Tarea:
Repite palabra por palabra y sin omitir nada el relato de viaje que aparece en la fuente.

Doy cuenta de un bocadillo
de huevo y unas patatas fritas en el pequeño centro “urbano” sin asfaltar de la
zona norte, en cuyas playas, acampados, se concentra una muchachada
predominantemente argentina, y donde probablemente se llevó a cabo la “rave” de
fin de año, a la que vinieron nuestros amigos de Uyuni. Seguro que fue un
fiestón, pero la verdad, profanar este lugar convirtiéndolo en una discoteca me
parece sacrílego. Para eso está Cusco.
Tardo menos de lo previsto
en hacer el camino de regreso, a lo largo del sendero que bordea la costa este
de la isla, sobretodo porque un inesperado y violento retortijón me hace
recorrer los últimos kilómetros en un tiempo record hasta llegar al baño del
albergue justo a tiempo de evitar una bochornosa catástrofe. Y así comienza un
desarreglo intestinal que me va a durar unos días.

Datos proporcionados:
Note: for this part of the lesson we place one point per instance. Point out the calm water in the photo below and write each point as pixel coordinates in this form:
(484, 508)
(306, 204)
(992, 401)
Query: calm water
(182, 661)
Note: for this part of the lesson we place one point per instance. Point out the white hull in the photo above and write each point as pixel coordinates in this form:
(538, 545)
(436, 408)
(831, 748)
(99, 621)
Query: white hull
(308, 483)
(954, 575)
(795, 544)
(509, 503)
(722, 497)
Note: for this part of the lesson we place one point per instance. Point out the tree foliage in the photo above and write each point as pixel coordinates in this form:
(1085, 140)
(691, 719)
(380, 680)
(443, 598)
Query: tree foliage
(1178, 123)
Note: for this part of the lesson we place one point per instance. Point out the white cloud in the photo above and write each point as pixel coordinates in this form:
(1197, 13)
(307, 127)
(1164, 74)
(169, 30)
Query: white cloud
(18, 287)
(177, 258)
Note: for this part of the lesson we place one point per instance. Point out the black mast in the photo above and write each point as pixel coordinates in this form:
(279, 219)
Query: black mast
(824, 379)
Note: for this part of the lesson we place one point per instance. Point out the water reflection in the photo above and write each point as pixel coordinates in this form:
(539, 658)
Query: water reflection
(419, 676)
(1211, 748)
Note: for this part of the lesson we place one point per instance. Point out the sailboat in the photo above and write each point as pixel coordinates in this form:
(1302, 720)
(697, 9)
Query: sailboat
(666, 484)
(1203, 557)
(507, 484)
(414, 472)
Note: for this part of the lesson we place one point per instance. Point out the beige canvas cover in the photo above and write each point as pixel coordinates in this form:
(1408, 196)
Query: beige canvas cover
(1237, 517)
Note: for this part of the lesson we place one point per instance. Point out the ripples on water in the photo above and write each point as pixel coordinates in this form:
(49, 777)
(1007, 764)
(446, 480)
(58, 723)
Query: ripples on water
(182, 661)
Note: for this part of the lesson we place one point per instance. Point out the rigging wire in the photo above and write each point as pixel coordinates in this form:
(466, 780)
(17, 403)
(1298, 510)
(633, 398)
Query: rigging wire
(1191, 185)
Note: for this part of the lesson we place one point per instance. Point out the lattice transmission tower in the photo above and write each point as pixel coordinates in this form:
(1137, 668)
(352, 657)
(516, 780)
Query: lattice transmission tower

Respuesta:
Doy cuenta de un bocadillo
de huevo y unas patatas fritas en el pequeño centro “urbano” sin asfaltar de la
zona norte, en cuyas playas, acampados, se concentra una muchachada
predominantemente argentina, y donde probablemente se llevó a cabo la “rave” de
fin de año, a la que vinieron nuestros amigos de Uyuni. Seguro que fue un
fiestón, pero la verdad, profanar este lugar convirtiéndolo en una discoteca me
parece sacrílego. Para eso está Cusco.
Tardo menos de lo previsto
en hacer el camino de regreso, a lo largo del sendero que bordea la costa este
de la isla, sobretodo porque un inesperado y violento retortijón me hace
recorrer los últimos kilómetros en un tiempo record hasta llegar al baño del
albergue justo a tiempo de evitar una bochornosa catástrofe. Y así comienza un
desarreglo intestinal que me va a durar unos días.